▶ _PAGE EXCERPT_
The Company generates a large percentage of its revenue from law firms, which typically engage in large transactional matters involving business combinations. As a result of a weak economy, which in turn resulted in a significantly lower level of merger and acquisition activities, the Company experienced a lower than expected amount of revenue in its reprographic and imaging divisions.  The Company does not expect this trend to continue and has seen an improvement in the number of large transactions occurring in the marketplace. In addition, the Company, in order to lessen its dependence on law firms, is actively pursuing other sources of revenue, including other market segments such as government, healthcare, insurance and Fortune 1000 organizations in general.

 

Detail revenue by reporting segment is included in the Notes to Financials Statements in this quarterly report on Form 10Q.

 

COST OF SALES

 

Cost of sales includes expenses related to compensation and benefits to employees, occupancy costs, equipment costs including depreciation, supplies, and other costs, which are directly related to providing goods and services to our clients. As a percentage of revenue, cost of sales for the three months ended June 30, 2002, as compared to the comparable period in 2001, decreased from approximately 64% to approximately 55%.  As a percentage of revenue, cost of sales for the six months ended June 30, 2002, as compared to the comparable period in 2001, decreased from approximately 66% to approximately 58%.  The decrease is primarily attributable to more effective labor management whereby the Company increased its utilization of part-time workers as opposed to full-time workers, in handling higher demand periods.  In addition to effective labor management, the Company experienced lower levels of cost of sales in its Imaging Services division, due to the implementation of internally developed software applications that automatically format and print emails, attachments, and other file types.  These applications continue to be improved and have enabled the Company to replace certain labor-intensive processes with faster and more efficient automated processing.

▶ _SHORT EXERCISE A_
Please reproduce the entries from the line with "Objective — drop a marker on each instance of the gray" to the line with "[[48, 499], [649, 905]]", substituting "tiled" for "shingled" and leaving everything else unchanged.
These entries have no connection to the quarterly report excerpt.

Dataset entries
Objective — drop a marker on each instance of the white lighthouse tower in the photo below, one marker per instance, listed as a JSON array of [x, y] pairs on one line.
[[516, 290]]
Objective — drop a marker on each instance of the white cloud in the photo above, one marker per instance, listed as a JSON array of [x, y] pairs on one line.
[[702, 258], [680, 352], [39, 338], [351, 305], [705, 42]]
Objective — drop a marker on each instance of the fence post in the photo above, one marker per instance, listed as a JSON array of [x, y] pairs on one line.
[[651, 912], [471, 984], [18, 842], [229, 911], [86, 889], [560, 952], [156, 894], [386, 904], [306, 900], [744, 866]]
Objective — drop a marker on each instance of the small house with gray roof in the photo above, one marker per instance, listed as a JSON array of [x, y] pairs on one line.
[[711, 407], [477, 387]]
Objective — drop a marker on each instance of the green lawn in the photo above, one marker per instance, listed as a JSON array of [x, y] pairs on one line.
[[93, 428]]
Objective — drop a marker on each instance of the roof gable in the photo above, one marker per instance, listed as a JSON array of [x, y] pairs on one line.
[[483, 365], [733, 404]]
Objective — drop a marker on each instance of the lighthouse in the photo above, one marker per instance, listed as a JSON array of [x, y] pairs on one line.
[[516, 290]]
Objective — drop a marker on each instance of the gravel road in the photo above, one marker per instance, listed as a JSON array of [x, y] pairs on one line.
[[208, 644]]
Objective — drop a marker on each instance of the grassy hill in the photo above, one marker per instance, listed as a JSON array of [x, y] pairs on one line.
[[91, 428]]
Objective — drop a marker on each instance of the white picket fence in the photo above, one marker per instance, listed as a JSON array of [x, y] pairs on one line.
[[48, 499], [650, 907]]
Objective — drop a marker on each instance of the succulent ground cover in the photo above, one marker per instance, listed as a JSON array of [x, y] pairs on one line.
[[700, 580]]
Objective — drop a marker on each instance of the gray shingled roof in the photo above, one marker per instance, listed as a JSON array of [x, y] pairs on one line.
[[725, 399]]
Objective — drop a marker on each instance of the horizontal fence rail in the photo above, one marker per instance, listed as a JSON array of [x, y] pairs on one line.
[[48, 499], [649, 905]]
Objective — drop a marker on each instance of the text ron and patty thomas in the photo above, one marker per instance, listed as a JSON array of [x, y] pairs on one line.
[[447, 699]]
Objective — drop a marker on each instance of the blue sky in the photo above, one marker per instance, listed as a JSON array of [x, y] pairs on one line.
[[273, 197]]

▶ _SHORT EXERCISE B_
Print the passage of the quarterly report excerpt from "The Company generates" to "organizations in general." word for word.

▶ _TASK OUTPUT A_
Objective — drop a marker on each instance of the gray tiled roof in the photo above, one marker per instance, listed as a JSON array of [x, y] pairs on one line.
[[725, 399]]
Objective — drop a marker on each instance of the horizontal fence rail in the photo above, one marker per instance, listed as a JSON array of [x, y] pairs on one line.
[[48, 499], [649, 905]]

▶ _TASK OUTPUT B_
The Company generates a large percentage of its revenue from law firms, which typically engage in large transactional matters involving business combinations. As a result of a weak economy, which in turn resulted in a significantly lower level of merger and acquisition activities, the Company experienced a lower than expected amount of revenue in its reprographic and imaging divisions.  The Company does not expect this trend to continue and has seen an improvement in the number of large transactions occurring in the marketplace. In addition, the Company, in order to lessen its dependence on law firms, is actively pursuing other sources of revenue, including other market segments such as government, healthcare, insurance and Fortune 1000 organizations in general.